TEXT FOR ANALYSIS –
For the last 30 to 40 years we have been fed a line about food. Not surprisingly this time window has coincided with the movement to subsidize and promote corn as the number one food source in the U.S. and the development and use of high-fructose corn syrup in almost every processed food you can think of.
And that same period has seen a huge increase in obesity (including child obesity) and diabetes. Of course everyone knows (or thought) diabetes was a fat peoples’ disease. It’s turning out that, perhaps, nothing is farther from the truth and, in most cases, fat isn’t simply about eating (or even over-eating!) and it isn’t “calories in, calories out” either. There’s more to weight gain than either dieting or exercise could ever fix.
Here are a few interesting videos and articles to take a look at:
• Sugar: The Bitter Truth – a presentation by Robert H. Lustig, M.D., Professor of Pediatrics, Division of Endocrinology, University of California, San Francisco.

PROBLEM REQUIREMENTS –
List every development that the text on food and weight gain links to the last 30 to 40 years.

ENTRIES PROVIDED –
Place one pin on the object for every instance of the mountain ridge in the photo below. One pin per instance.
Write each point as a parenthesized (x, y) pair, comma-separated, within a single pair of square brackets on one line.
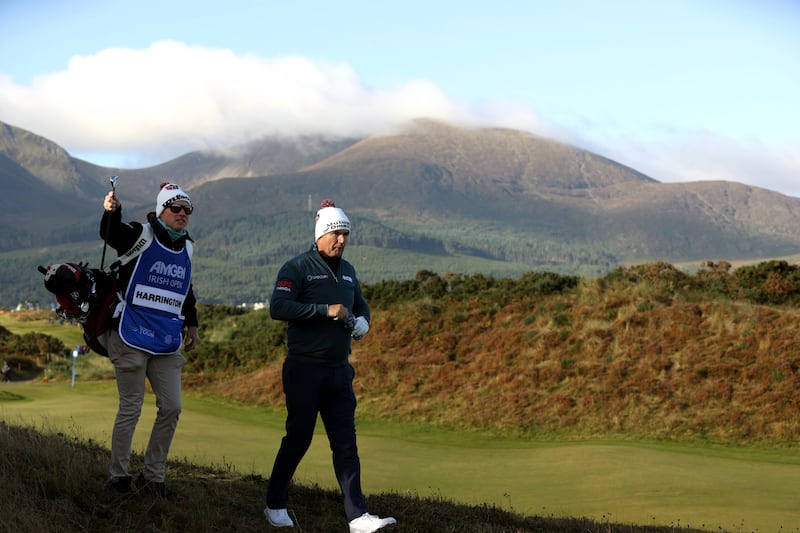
[(495, 193)]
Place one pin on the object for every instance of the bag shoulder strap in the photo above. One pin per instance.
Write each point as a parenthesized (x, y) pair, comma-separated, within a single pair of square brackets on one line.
[(145, 240)]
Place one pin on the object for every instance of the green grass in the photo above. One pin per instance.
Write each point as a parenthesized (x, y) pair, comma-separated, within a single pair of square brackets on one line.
[(70, 334), (734, 489)]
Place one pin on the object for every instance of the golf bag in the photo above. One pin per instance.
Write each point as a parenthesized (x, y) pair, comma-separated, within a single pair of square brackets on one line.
[(85, 295)]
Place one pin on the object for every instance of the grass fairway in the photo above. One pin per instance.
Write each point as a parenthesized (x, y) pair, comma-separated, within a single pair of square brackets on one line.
[(710, 488)]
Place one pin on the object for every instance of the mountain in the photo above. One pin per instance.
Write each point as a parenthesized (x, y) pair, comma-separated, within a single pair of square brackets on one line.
[(426, 196)]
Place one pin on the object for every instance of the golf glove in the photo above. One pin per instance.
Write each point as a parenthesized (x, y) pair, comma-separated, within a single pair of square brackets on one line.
[(360, 328)]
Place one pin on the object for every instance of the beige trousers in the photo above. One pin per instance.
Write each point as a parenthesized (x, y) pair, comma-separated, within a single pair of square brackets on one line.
[(131, 367)]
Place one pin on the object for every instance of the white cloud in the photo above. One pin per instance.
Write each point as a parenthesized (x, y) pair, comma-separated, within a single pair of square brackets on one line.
[(134, 108), (172, 98), (707, 156)]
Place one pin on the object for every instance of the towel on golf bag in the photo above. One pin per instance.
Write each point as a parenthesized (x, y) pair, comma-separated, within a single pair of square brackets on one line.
[(86, 295)]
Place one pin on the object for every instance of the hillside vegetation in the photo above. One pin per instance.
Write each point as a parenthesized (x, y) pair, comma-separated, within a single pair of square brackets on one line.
[(646, 351)]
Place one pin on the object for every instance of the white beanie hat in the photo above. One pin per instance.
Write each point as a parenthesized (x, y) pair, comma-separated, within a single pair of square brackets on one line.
[(330, 219), (168, 194)]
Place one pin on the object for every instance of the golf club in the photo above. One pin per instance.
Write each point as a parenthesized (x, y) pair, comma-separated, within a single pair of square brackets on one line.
[(113, 181)]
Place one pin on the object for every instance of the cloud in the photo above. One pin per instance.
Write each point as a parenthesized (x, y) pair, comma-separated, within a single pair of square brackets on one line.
[(708, 156), (135, 108), (172, 98)]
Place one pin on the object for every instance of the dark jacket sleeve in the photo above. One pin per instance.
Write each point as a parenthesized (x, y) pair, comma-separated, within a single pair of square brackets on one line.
[(284, 304), (117, 234)]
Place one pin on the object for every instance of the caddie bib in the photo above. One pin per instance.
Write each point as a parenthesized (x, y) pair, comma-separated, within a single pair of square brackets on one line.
[(151, 319)]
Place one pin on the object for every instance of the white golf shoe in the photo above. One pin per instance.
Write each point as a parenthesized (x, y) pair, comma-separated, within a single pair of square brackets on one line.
[(278, 517), (368, 523)]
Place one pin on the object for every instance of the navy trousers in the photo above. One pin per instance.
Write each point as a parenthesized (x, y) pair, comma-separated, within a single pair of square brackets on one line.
[(328, 391)]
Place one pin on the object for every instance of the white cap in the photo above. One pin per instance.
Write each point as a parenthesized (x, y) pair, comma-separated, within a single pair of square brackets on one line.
[(330, 219), (168, 194)]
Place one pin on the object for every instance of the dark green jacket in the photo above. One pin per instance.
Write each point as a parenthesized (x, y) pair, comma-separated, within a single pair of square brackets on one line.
[(304, 289)]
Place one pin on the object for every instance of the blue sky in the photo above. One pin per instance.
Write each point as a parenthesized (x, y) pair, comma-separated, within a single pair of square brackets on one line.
[(680, 90)]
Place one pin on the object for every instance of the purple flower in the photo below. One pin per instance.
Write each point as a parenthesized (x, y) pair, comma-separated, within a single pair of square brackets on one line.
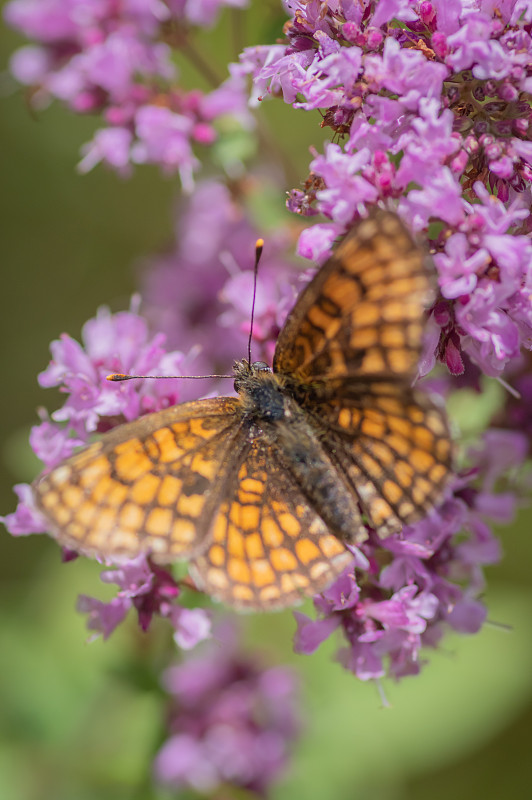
[(232, 722), (115, 59), (203, 286), (151, 590), (163, 137), (111, 343), (433, 121)]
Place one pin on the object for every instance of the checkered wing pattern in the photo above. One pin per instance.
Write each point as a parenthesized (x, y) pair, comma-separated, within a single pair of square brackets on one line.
[(269, 548), (147, 486), (394, 447)]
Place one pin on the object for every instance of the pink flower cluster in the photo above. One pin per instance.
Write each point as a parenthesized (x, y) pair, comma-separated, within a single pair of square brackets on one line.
[(232, 721), (114, 59), (434, 119), (428, 578)]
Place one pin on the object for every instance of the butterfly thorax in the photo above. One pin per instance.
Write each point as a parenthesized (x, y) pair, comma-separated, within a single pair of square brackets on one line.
[(260, 391), (274, 416)]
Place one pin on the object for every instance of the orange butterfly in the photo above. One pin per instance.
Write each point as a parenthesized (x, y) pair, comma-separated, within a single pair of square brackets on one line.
[(262, 492)]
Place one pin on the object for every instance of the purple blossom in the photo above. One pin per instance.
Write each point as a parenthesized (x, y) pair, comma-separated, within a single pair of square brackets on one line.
[(151, 590), (111, 343), (437, 100), (204, 285), (232, 721), (401, 607), (115, 59)]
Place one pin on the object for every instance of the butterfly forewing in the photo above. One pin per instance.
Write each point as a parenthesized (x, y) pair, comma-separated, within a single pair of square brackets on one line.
[(147, 486), (393, 445), (362, 314), (269, 548)]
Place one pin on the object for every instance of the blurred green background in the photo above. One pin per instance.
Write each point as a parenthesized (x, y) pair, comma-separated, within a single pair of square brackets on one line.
[(80, 721)]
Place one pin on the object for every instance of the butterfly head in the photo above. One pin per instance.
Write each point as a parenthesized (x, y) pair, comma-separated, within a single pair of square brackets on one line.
[(243, 371)]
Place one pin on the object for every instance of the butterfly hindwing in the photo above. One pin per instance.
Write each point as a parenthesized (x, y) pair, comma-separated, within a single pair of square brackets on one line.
[(268, 547), (147, 486)]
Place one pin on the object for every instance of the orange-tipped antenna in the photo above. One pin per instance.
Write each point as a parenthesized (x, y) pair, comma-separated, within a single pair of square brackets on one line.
[(259, 244), (118, 376)]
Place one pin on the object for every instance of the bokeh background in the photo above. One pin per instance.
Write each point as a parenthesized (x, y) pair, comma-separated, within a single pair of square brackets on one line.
[(81, 721)]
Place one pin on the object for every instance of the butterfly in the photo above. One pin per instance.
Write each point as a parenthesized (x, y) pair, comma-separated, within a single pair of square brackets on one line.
[(263, 492)]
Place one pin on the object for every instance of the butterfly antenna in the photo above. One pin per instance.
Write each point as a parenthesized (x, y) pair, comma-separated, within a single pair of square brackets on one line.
[(259, 244), (119, 376)]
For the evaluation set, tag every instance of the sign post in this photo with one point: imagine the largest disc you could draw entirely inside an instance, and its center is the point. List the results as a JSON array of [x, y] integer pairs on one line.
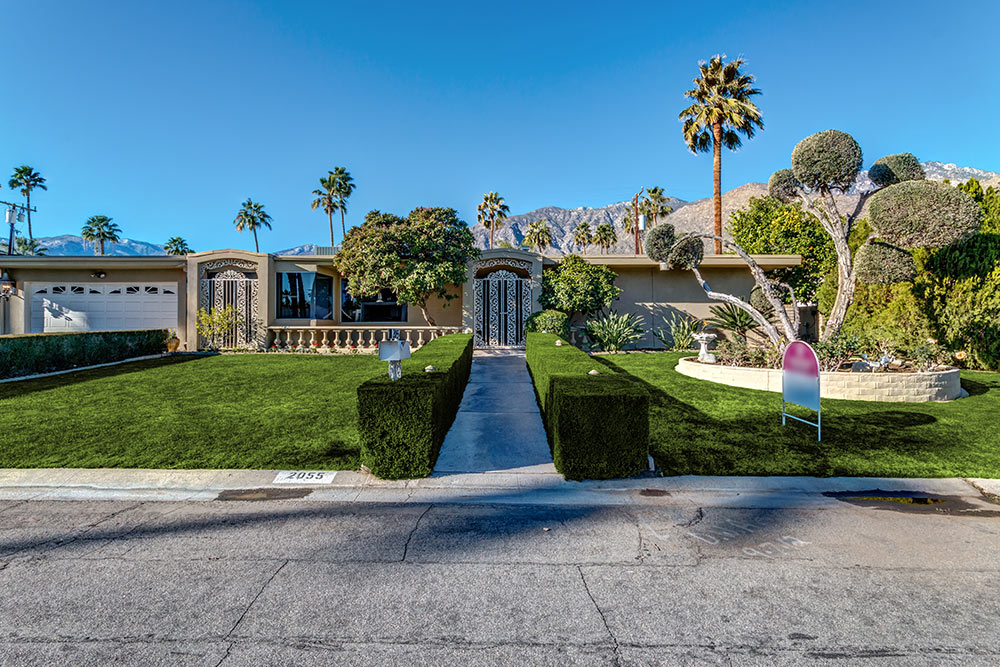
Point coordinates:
[[800, 382]]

ANSWER BOX –
- The movement to subsidize and promote corn as the number one food source in the U.S.
- The development and use of high-fructose corn syrup in almost every processed food
- A huge increase in obesity, including child obesity
- A huge increase in diabetes